§ **EXERCISE TASK**
Collect every line of the entries below that contains the word "window". Only matches with the same upper- and lowercase letters count.
>> Start INPUT
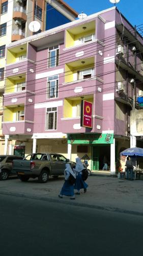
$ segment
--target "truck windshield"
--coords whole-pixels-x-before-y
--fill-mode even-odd
[[[2,162],[6,157],[4,157],[3,156],[0,156],[0,162]]]

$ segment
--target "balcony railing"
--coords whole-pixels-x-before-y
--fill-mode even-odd
[[[25,14],[26,14],[26,9],[22,6],[14,6],[13,8],[13,11],[23,12],[23,13],[25,13]]]
[[[25,32],[22,31],[21,29],[13,29],[12,31],[12,34],[14,35],[22,35],[24,37],[25,37]]]

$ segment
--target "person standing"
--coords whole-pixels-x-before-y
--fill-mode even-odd
[[[71,184],[70,182],[69,177],[70,174],[76,179],[75,174],[72,170],[69,163],[66,164],[66,169],[64,171],[64,176],[65,181],[62,188],[60,195],[58,195],[60,198],[63,198],[63,196],[67,196],[71,197],[70,199],[75,199],[74,194],[74,185]]]
[[[83,188],[84,193],[87,192],[88,185],[82,179],[82,171],[84,169],[84,167],[81,162],[80,158],[79,158],[79,157],[77,157],[75,161],[76,164],[74,170],[75,172],[76,178],[74,186],[74,189],[77,190],[75,193],[76,195],[80,195],[80,189],[82,188]]]
[[[127,160],[125,164],[125,166],[127,167],[127,180],[129,179],[129,172],[130,173],[130,180],[133,180],[133,165],[132,162],[129,157],[127,157]]]

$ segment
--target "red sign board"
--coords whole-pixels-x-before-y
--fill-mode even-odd
[[[92,128],[92,103],[86,100],[81,101],[80,125]]]

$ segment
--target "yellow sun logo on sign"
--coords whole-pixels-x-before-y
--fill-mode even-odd
[[[89,114],[91,112],[91,108],[90,108],[90,106],[89,106],[88,105],[87,105],[86,106],[85,111],[88,114]]]

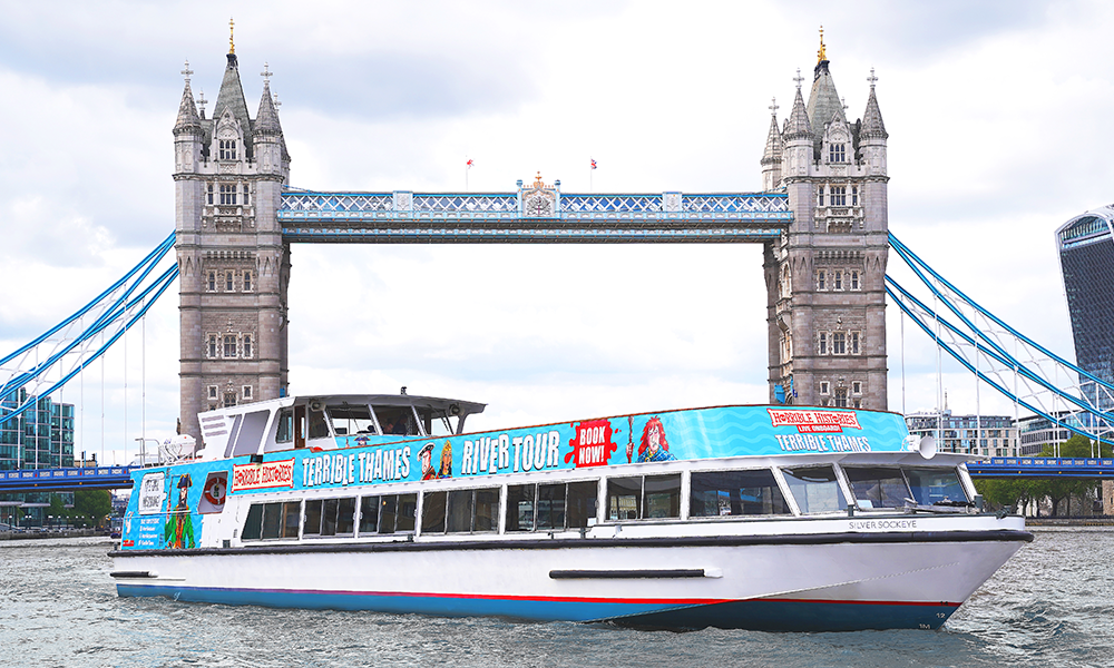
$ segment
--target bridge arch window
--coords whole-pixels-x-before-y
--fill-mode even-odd
[[[227,334],[224,337],[224,357],[231,358],[236,356],[236,336],[234,334]]]
[[[221,184],[221,204],[224,206],[236,204],[236,184]]]
[[[236,140],[235,139],[218,139],[217,145],[217,158],[221,160],[235,160],[236,159]]]

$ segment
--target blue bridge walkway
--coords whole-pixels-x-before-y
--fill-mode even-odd
[[[968,462],[967,471],[974,478],[1110,478],[1114,480],[1114,459],[996,456],[989,461]]]
[[[139,466],[88,466],[0,471],[0,493],[72,492],[131,487],[131,471]]]

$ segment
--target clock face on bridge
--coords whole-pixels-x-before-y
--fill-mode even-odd
[[[526,200],[526,215],[531,217],[553,216],[553,202],[550,202],[545,195],[535,195]]]

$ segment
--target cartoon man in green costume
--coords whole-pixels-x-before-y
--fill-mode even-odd
[[[168,550],[182,550],[197,547],[194,542],[194,522],[189,514],[189,503],[186,497],[189,495],[189,485],[193,481],[189,473],[184,473],[178,479],[178,504],[170,510],[166,517],[166,548]]]

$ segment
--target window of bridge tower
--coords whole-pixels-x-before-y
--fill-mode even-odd
[[[235,160],[236,159],[236,140],[235,139],[219,139],[218,140],[218,153],[217,158],[221,160]],[[233,404],[235,405],[235,404]]]
[[[236,184],[221,184],[221,204],[225,206],[236,204]]]

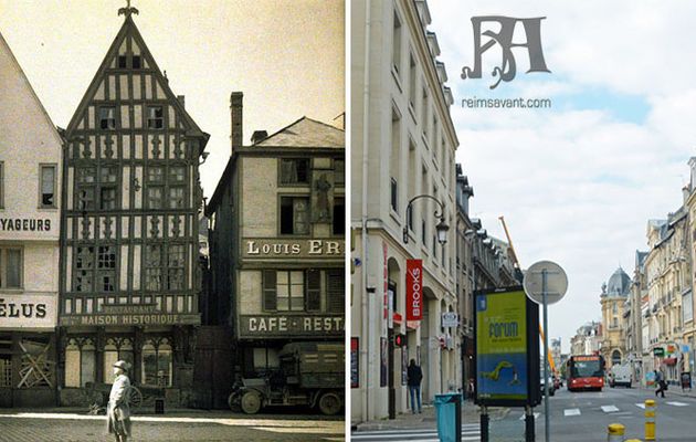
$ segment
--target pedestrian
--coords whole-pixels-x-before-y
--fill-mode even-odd
[[[107,430],[116,436],[116,442],[127,442],[130,435],[130,407],[128,393],[130,380],[126,372],[129,364],[118,360],[114,364],[114,385],[106,407]]]
[[[421,381],[423,380],[423,371],[421,367],[415,365],[415,359],[409,362],[409,392],[411,393],[411,411],[415,414],[415,403],[418,401],[418,413],[422,412],[421,408]]]
[[[667,382],[665,382],[665,376],[662,372],[662,370],[657,371],[655,370],[655,383],[657,385],[657,389],[655,390],[655,397],[657,397],[657,394],[662,394],[662,397],[665,397],[665,390],[667,389]]]

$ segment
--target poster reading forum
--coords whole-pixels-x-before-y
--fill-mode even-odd
[[[527,399],[525,292],[476,296],[477,399]]]

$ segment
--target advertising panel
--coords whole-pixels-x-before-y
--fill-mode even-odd
[[[538,308],[517,288],[477,293],[475,303],[476,402],[488,406],[536,402],[539,335],[534,330]]]
[[[350,388],[360,388],[360,344],[358,338],[350,338]]]
[[[407,260],[407,320],[423,319],[423,260]]]

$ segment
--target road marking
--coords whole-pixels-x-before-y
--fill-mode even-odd
[[[539,414],[541,414],[541,413],[534,413],[534,419],[537,420],[539,418]],[[519,417],[519,420],[520,421],[525,420],[525,413],[523,413],[523,415]]]

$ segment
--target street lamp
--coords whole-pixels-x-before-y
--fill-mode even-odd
>> End INPUT
§ **EXERCISE OUTPUT**
--target bridge arch window
--target window of bridge tower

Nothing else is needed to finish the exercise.